** START OF Entries shown **

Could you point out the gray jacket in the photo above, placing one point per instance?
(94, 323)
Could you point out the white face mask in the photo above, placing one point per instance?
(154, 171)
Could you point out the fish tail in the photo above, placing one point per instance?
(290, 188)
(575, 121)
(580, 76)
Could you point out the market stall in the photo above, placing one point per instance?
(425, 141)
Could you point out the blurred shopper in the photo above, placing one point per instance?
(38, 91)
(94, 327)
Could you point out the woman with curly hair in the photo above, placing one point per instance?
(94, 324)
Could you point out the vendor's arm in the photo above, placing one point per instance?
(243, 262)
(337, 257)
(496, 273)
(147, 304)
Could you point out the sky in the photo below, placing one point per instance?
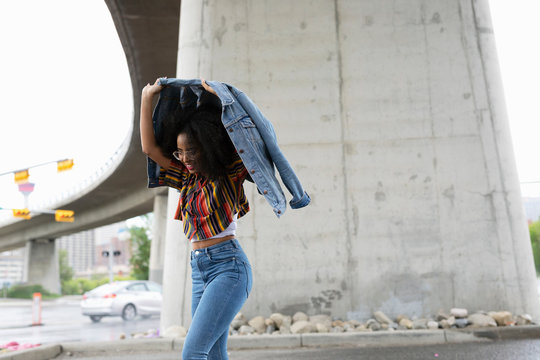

** END OF Entries shown **

Can you transcribe all of the material above word for word, leaving the pictures out of your answer?

Could you point out the gray jacket in the photo above, placing one point per instance?
(94, 323)
Could you point out the white face mask in the photo above, placing one point per instance?
(154, 171)
Could you point out the fish tail in the photo above, placing one point per instance?
(290, 188)
(575, 121)
(580, 76)
Could you point out the market stall in the photo above, placing one point per instance?
(425, 141)
Could you point out the blurred shopper in the photo above, placing one point per instance?
(38, 91)
(94, 327)
Could you point out the woman with curly hair in the photo above, placing one point per instance?
(94, 324)
Could you point out the vendor's arm in the photo above, placing one point per instance?
(243, 262)
(337, 257)
(496, 273)
(147, 304)
Could you point out the sky in the photo below, placing one point per instance?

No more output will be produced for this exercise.